> **WORK REQUEST**:
Continue the article below on passenger pigeon genetics and population size, starting right after its final sentence.

> **EXTRACT PROVIDED**:
--*--
When the researchers looked at what types of genes showed evidence of adaptive evolution, they found many that could be related to aspects of passenger pigeon ecology and the demands of living in large flocks. Among the 32 genes with strong evidence of adaptive evolution were genes associated with the immune system and stress reduction (large, dense populations tend to have a high burden of disease and social stress) and with the ability to eat lots of certain foods.
These findings are consistent with the idea that the passenger pigeon's adaptation to large populations may have become a liability when their population was reduced. "Our findings fit with that story, and we don't find any evidence that the population was unstable before people started to hunt them," Murray said.
The study also has important theoretical implications for population geneticists. Population theory predicts that species with large populations should have greater genetic diversity than those with smaller populations, but this prediction assumes that most of the genome is evolving "neutrally" through genetic drift, accumulating random mutations with neither beneficial nor deleterious effects. Population geneticists often use models that assume neutral evolution to make inferences about a population's history.
"It's a common assumption that if a species has low genetic diversity, it went through a population bottleneck at some time in the past," Murray explained.
But theoretical predictions about the relationship between population size and genetic diversity are not borne out in the real world. This is known as Lewontin's paradox (after evolutionary biologist Richard Lewontin), and according to Shapiro, it may be because natural selection is more efficient in larger populations and can swamp the effects of random changes, making the assumption of neutral evolution invalid.
Natural selection is predicted to have a greater influence on large populations both because strongly beneficial mutations are more likely to arise, and also because in small populations, random events have a greater effect on what gets passed on to the next generation.
--*--
> **SUPPLIED RECORDS**:
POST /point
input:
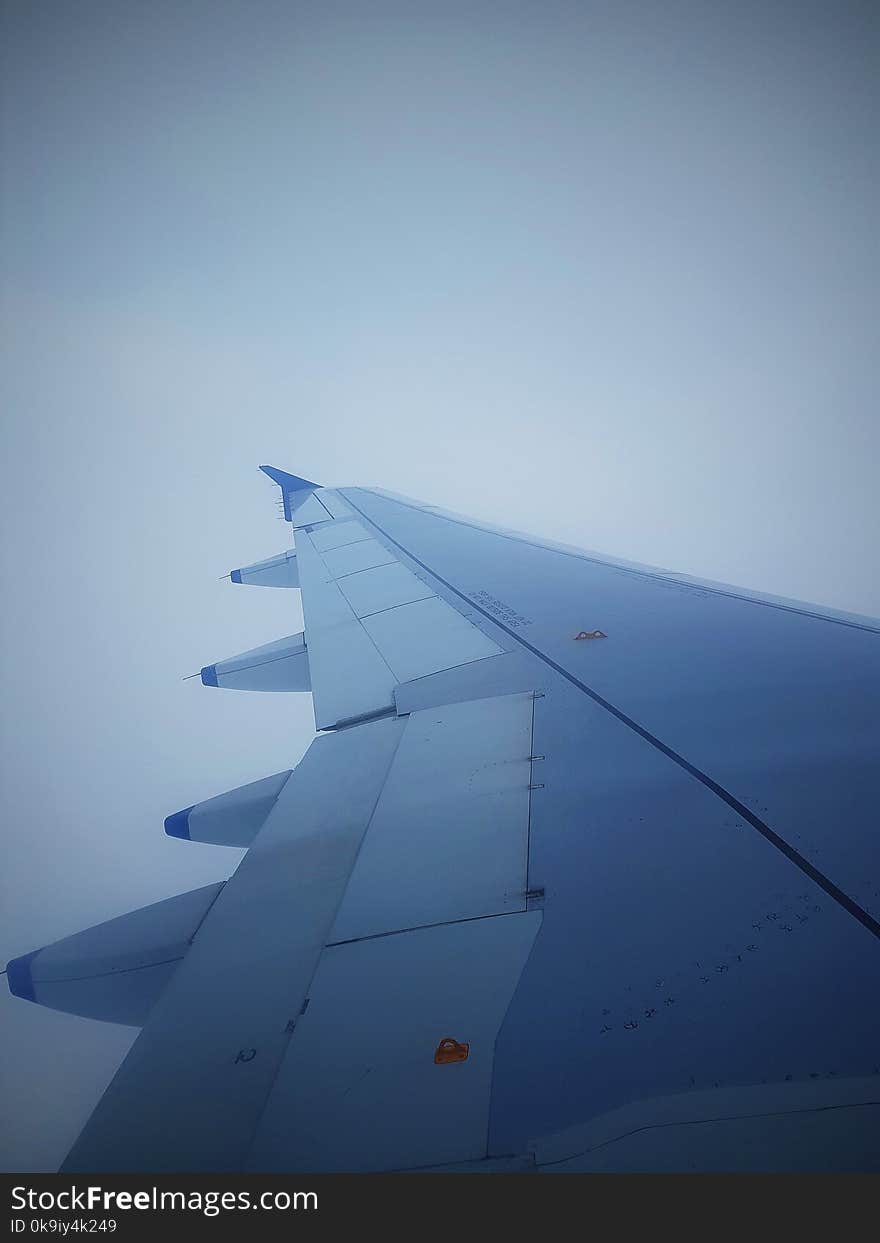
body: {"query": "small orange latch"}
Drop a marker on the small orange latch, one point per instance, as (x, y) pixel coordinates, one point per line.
(450, 1050)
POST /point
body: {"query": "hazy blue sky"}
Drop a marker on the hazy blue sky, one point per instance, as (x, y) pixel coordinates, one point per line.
(602, 271)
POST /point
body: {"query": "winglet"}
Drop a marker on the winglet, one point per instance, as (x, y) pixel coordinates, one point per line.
(288, 484)
(19, 976)
(177, 825)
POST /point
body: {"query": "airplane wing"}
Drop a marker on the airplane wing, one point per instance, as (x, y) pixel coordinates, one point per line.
(583, 854)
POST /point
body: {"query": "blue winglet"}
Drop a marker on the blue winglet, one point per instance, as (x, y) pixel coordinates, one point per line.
(19, 976)
(288, 484)
(178, 825)
(209, 675)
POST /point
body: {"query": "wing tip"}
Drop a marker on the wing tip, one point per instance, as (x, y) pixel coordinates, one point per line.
(177, 825)
(288, 482)
(19, 976)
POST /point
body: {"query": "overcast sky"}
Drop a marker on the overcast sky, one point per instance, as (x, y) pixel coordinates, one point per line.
(600, 271)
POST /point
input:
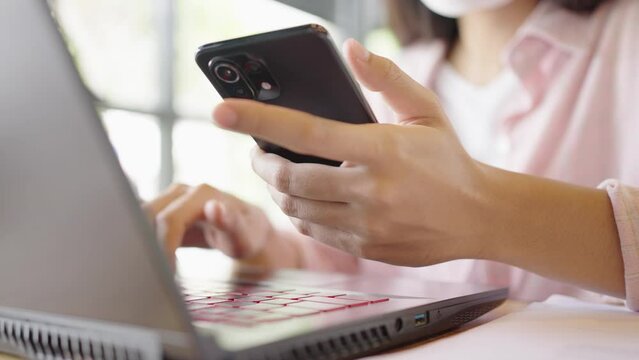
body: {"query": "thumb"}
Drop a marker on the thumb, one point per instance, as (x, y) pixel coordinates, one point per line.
(219, 215)
(412, 102)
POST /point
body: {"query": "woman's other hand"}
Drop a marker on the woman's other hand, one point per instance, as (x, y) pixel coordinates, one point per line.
(204, 216)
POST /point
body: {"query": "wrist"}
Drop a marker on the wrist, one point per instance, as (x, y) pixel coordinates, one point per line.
(490, 215)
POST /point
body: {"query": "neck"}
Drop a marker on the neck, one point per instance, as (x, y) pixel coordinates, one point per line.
(483, 35)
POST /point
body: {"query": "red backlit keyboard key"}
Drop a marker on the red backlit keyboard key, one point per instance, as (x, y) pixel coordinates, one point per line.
(345, 302)
(293, 311)
(371, 299)
(279, 301)
(317, 306)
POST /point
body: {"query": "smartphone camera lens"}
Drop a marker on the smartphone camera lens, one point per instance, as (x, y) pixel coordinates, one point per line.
(253, 67)
(226, 73)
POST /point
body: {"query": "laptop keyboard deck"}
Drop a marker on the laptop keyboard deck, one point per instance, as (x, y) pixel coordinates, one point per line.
(248, 305)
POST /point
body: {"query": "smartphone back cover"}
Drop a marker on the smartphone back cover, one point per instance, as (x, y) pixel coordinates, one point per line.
(309, 72)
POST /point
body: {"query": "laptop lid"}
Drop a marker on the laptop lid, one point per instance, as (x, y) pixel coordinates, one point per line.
(73, 239)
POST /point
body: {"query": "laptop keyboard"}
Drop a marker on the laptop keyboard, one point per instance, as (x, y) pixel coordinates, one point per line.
(247, 306)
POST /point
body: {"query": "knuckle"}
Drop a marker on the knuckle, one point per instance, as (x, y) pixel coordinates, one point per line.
(166, 221)
(303, 227)
(283, 179)
(370, 252)
(391, 71)
(178, 188)
(203, 189)
(289, 205)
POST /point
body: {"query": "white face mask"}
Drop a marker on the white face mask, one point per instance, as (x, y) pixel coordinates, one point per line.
(457, 8)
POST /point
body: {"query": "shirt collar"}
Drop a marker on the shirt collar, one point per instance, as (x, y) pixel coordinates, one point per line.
(561, 28)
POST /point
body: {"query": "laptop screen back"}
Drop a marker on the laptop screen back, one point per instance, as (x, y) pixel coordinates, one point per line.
(73, 240)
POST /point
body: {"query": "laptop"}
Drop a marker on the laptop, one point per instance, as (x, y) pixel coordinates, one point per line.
(81, 272)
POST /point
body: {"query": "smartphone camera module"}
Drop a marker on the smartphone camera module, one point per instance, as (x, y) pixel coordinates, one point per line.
(226, 73)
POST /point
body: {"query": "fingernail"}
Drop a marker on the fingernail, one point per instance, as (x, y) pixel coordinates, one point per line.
(209, 209)
(359, 51)
(225, 116)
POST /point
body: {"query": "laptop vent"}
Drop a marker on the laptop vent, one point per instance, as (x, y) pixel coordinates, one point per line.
(473, 313)
(347, 345)
(41, 341)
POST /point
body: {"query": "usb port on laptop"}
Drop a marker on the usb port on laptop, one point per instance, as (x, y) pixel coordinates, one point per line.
(421, 319)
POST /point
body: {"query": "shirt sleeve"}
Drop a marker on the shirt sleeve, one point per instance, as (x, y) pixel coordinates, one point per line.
(625, 204)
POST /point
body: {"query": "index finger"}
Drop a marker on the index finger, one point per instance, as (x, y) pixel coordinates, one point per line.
(296, 130)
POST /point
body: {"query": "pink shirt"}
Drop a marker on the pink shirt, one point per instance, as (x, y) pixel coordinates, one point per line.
(575, 119)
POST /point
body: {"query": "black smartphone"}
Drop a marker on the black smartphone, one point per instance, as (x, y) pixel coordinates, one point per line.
(298, 68)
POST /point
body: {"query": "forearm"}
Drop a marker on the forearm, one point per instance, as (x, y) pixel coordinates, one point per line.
(557, 230)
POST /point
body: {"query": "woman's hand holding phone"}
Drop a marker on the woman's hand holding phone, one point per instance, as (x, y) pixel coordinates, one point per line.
(408, 194)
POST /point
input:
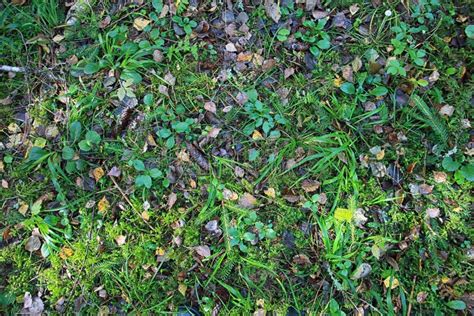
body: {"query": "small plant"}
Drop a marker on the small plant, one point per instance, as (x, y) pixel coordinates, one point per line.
(261, 117)
(250, 231)
(146, 176)
(315, 36)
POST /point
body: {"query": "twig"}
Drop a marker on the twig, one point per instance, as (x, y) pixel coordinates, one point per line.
(12, 68)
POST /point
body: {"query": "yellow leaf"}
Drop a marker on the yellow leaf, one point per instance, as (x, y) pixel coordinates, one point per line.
(391, 282)
(182, 289)
(257, 135)
(103, 205)
(65, 253)
(343, 214)
(140, 23)
(98, 173)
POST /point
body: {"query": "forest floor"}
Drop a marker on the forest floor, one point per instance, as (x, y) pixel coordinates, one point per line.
(236, 157)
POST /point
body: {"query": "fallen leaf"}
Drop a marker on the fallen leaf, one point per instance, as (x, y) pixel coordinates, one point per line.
(203, 251)
(33, 244)
(140, 23)
(210, 106)
(247, 200)
(103, 205)
(301, 259)
(120, 240)
(98, 173)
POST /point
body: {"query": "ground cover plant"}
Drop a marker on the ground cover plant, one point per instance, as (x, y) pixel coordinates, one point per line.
(236, 157)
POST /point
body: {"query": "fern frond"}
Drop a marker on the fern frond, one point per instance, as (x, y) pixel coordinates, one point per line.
(431, 119)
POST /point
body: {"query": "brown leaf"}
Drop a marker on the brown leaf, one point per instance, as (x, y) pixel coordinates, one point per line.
(198, 156)
(301, 259)
(203, 251)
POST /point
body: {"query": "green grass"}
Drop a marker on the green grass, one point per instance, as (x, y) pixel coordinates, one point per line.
(305, 147)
--*--
> **TASK ANSWER**:
Evidence in support of this explanation of Lewontin's paradox was presented in a 2015 paper by Russell Corbett-Detig, assistant professor of biomolecular engineering at UC Santa Cruz and a coauthor of the new paper. The passenger pigeon and the band-tailed pigeon, similar species with very different population sizes, offered a perfect opportunity to test the idea, Shapiro said.
"The interaction between the recombination landscape and the enormous population size of passenger pigeons allows us to see what's behind Lewontin's paradox," Shapiro said. "In most species, it is probably safe to assume the majority of the genome is evolving neutrally, but for species with very large populations we might want to hesitate. These tools that use genetic diversity to make inferences about historical changes in a population's size don't work at all for the passenger pigeon."
In addition to Murray, Shapiro, and Corbett-Detig, the authors of the paper include co-first author André Soares, Ben Novak, Nathan Schaefer, James Cahill, Tara Fulton, Peter Heintzman, Brendan O'Connell, Edward Rice, Samuel Vohr, and Richard Green at UC Santa Cruz, and researchers at the Royal Ontario Museum in Toronto, Denver Museum of Nature & Science, University of Copenhagen, Pennsylvania State University, and Rochester Museum & Science Center in New York.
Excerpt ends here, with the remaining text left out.